Point annotation dataset records:
* * * * * * *

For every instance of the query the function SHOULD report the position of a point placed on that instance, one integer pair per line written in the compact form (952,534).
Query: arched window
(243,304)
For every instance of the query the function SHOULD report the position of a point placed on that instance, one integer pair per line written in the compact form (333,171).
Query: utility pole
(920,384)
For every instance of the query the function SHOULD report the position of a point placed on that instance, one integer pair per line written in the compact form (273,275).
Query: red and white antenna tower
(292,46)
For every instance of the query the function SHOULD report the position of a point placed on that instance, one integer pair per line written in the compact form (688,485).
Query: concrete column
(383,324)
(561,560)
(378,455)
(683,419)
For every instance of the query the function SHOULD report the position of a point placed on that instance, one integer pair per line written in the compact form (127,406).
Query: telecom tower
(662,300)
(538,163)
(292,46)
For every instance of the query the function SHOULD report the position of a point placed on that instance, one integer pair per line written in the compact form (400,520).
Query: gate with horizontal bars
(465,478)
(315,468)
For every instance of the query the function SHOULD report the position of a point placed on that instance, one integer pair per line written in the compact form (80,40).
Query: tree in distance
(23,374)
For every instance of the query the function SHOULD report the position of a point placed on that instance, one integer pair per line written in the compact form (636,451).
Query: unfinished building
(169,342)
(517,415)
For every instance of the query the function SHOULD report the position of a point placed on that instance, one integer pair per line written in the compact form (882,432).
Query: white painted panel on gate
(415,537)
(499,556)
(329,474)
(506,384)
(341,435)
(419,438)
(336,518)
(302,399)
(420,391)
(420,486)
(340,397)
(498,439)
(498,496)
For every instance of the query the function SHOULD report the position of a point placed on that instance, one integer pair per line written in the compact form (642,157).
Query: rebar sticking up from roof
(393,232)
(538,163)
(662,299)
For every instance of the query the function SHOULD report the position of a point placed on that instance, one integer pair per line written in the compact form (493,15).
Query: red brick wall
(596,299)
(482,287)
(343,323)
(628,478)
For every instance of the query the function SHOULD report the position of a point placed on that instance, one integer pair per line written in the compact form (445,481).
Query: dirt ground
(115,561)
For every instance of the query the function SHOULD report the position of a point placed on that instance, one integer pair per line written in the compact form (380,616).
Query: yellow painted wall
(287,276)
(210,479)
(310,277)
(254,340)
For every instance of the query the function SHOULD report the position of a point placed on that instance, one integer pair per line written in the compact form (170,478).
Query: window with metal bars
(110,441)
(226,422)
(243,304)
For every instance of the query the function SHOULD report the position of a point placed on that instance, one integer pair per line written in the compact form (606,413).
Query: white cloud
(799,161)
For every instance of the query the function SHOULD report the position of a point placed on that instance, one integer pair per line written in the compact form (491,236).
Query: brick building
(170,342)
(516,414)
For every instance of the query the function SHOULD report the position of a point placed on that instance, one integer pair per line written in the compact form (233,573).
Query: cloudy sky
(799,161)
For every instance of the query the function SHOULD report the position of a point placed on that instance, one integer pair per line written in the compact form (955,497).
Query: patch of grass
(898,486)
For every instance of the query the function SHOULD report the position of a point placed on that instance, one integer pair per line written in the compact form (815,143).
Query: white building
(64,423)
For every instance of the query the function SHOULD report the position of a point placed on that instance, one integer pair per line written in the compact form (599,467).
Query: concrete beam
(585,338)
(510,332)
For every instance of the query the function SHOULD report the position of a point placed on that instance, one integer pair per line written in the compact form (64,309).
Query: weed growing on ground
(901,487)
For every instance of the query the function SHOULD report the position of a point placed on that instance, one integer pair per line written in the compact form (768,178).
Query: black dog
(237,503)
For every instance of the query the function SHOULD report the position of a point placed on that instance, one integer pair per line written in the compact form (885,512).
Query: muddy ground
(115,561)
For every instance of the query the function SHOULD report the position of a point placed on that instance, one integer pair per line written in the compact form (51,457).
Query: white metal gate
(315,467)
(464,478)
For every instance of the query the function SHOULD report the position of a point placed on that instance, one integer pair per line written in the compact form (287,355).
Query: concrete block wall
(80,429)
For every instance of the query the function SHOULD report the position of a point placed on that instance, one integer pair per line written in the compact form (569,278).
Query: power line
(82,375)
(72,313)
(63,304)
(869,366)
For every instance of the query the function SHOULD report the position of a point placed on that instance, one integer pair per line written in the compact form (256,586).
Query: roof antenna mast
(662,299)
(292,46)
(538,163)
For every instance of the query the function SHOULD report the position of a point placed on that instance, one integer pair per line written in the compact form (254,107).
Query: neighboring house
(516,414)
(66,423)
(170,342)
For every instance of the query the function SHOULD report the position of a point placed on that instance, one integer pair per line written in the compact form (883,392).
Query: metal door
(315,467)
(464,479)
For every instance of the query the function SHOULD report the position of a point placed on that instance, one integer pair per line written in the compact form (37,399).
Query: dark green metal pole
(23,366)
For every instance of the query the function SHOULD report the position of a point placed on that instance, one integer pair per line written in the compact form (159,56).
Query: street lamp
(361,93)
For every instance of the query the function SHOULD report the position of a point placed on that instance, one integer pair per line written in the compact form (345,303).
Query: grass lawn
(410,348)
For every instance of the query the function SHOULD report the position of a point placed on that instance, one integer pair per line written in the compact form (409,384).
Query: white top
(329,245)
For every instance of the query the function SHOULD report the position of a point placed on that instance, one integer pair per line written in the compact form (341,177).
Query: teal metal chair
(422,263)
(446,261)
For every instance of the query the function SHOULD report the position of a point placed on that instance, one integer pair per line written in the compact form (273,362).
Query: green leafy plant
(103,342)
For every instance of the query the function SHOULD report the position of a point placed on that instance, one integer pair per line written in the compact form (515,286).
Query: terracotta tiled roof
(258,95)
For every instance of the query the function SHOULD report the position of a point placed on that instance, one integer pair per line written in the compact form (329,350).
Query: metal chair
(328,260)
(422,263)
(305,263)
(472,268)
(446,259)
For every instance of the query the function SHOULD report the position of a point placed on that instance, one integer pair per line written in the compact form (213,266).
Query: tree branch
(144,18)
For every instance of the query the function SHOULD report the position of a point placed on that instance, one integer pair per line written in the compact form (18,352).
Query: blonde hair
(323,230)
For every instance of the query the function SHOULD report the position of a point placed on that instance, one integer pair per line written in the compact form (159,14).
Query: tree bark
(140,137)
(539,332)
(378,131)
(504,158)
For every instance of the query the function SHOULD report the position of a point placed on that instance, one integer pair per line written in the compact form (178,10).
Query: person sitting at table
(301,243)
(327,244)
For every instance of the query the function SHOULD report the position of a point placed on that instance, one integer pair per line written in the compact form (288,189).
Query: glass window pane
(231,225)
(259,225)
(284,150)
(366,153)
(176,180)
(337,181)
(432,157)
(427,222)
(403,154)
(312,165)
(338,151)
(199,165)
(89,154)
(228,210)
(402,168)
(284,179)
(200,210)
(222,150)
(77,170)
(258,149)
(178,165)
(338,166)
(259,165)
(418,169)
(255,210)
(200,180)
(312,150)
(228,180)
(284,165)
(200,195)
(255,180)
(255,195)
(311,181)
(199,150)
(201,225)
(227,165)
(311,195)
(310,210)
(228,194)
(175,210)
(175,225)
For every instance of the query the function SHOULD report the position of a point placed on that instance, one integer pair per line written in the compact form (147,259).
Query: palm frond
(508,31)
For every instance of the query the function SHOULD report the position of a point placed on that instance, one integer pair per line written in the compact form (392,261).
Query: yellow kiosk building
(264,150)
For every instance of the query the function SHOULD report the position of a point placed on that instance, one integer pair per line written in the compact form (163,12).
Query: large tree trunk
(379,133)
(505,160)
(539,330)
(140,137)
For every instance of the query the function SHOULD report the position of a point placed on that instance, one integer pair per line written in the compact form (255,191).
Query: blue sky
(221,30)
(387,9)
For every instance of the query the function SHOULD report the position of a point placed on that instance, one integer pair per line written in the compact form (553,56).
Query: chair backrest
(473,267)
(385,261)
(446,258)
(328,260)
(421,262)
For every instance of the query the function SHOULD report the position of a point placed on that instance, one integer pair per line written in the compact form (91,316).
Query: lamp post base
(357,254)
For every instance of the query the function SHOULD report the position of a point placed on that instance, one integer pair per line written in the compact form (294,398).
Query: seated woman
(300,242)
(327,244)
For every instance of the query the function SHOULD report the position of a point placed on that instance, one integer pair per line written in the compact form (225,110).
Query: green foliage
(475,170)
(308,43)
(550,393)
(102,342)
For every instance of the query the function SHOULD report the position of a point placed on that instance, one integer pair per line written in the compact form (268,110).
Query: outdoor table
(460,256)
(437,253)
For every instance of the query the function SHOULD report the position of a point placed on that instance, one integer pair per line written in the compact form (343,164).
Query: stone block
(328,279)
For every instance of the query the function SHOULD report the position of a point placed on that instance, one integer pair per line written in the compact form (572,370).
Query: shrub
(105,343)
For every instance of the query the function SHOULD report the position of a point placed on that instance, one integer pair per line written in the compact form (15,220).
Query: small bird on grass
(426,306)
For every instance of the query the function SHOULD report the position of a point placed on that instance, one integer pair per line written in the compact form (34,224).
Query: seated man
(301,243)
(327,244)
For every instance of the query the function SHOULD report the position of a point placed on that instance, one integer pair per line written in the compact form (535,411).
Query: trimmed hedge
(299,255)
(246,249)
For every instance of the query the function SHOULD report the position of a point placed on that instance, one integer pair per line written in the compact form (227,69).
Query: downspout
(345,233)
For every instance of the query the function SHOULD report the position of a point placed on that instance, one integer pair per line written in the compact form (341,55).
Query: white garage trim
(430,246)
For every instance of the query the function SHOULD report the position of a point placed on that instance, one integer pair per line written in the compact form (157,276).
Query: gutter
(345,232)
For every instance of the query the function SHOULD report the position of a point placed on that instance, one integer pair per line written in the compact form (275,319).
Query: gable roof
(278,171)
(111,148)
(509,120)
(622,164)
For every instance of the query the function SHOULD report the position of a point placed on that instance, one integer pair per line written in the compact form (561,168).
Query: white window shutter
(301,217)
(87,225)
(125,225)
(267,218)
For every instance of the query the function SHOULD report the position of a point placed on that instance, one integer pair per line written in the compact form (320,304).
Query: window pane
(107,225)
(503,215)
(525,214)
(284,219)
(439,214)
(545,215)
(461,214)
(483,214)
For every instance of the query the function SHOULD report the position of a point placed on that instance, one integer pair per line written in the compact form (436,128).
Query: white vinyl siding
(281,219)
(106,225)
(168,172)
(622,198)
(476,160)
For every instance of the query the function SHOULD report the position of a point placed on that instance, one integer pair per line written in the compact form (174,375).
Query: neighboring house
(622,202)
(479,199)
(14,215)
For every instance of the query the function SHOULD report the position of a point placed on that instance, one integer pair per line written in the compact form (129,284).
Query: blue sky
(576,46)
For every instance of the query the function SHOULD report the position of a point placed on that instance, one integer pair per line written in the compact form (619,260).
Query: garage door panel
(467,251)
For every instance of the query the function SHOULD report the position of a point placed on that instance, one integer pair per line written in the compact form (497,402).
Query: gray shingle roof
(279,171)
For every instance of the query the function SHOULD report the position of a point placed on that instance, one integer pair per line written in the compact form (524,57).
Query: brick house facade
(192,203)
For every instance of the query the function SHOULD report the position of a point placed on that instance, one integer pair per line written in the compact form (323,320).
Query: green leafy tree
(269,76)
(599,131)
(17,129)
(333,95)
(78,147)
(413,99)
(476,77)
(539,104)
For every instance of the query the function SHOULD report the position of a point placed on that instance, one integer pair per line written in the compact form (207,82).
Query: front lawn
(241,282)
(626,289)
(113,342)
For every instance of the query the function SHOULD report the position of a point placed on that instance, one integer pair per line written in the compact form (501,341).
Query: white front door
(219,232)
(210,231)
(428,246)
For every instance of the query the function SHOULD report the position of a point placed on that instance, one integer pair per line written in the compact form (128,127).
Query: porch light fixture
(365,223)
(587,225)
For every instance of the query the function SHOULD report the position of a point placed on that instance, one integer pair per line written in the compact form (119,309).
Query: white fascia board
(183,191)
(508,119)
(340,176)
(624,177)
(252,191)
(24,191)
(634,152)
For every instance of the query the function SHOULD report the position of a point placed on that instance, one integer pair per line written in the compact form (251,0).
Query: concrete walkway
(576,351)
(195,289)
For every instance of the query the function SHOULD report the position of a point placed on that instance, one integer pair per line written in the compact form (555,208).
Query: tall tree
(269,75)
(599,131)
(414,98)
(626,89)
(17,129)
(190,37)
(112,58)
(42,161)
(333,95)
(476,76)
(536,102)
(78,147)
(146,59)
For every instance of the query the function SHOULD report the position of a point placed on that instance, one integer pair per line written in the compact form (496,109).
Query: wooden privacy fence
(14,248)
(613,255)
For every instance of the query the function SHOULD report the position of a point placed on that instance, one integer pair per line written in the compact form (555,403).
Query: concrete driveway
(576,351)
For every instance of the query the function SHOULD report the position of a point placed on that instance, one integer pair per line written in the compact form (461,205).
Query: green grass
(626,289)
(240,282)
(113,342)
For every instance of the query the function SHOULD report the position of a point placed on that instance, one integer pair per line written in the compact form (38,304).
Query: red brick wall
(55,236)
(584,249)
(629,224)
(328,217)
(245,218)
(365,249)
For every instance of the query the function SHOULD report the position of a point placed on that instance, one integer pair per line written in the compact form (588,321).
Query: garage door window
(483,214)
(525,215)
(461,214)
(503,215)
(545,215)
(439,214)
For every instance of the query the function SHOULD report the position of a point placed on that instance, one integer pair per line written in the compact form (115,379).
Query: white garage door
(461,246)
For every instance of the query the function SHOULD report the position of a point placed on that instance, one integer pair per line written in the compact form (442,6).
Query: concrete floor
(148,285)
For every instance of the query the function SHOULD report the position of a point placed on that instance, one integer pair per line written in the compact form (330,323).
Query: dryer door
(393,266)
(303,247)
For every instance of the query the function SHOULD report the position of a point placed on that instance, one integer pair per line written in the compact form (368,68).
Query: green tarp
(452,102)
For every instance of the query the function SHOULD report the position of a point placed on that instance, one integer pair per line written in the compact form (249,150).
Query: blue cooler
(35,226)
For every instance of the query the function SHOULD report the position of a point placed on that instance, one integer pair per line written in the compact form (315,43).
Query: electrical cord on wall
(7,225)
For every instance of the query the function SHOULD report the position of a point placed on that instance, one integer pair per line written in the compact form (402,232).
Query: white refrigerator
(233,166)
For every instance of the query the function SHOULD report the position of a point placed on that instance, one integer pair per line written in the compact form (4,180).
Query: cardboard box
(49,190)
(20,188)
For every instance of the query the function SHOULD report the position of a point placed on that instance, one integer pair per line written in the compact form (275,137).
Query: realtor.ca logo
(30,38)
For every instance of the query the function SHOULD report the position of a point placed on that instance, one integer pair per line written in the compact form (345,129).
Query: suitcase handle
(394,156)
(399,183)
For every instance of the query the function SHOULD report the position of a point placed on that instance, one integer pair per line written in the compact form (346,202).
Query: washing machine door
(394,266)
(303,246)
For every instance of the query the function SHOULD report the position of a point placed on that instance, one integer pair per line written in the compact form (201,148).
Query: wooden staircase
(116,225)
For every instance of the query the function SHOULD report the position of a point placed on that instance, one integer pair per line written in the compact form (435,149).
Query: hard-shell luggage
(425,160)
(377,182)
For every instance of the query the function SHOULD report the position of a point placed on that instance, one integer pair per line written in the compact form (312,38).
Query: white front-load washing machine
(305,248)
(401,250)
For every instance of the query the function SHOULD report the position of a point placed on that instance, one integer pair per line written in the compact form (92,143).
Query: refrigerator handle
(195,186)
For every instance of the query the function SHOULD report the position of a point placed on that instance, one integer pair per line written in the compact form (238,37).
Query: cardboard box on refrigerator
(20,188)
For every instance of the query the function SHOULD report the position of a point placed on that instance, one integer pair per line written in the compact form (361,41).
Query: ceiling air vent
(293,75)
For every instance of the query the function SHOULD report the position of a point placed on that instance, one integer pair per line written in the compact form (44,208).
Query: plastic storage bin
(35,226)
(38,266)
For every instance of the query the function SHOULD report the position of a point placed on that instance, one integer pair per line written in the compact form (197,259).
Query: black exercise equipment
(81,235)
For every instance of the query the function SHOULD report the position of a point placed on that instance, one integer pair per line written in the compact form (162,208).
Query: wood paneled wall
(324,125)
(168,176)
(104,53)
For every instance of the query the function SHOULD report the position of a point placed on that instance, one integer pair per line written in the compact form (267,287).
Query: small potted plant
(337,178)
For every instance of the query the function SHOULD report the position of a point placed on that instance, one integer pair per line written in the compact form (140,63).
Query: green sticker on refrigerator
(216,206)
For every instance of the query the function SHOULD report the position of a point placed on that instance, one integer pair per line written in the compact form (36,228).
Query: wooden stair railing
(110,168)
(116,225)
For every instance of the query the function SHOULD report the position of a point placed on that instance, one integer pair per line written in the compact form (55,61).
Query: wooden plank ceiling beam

* * * * * * *

- Work to complete -
Repeat exactly the lines from the line containing "compact form (162,208)." through the end of the listing above; both boundary lines are part of the output.

- Full solution -
For every instance of the query the function SHOULD report the position of a point placed on that instance, one integer pair per line written in the compact form (162,208).
Query: wood paneled wall
(324,125)
(168,176)
(104,53)
For every instance of the query the function SHOULD report the position of a point placed on that instance, one integer pair per line written in the compact form (267,287).
Query: small potted plant
(337,178)
For every instance of the query the function SHOULD report the position of a point placed on that instance, one integer pair per line written in the compact form (140,63).
Query: green sticker on refrigerator
(216,206)
For every instance of the query the function SHOULD report the position of a point placed on that instance, one integer pair per line written in the compact form (36,228).
Query: wooden stair railing
(110,168)
(116,225)
For every instance of the query the function SHOULD report the position of a point placed on that instance, one integer pair per line written in the compact form (55,61).
Query: wooden plank ceiling beam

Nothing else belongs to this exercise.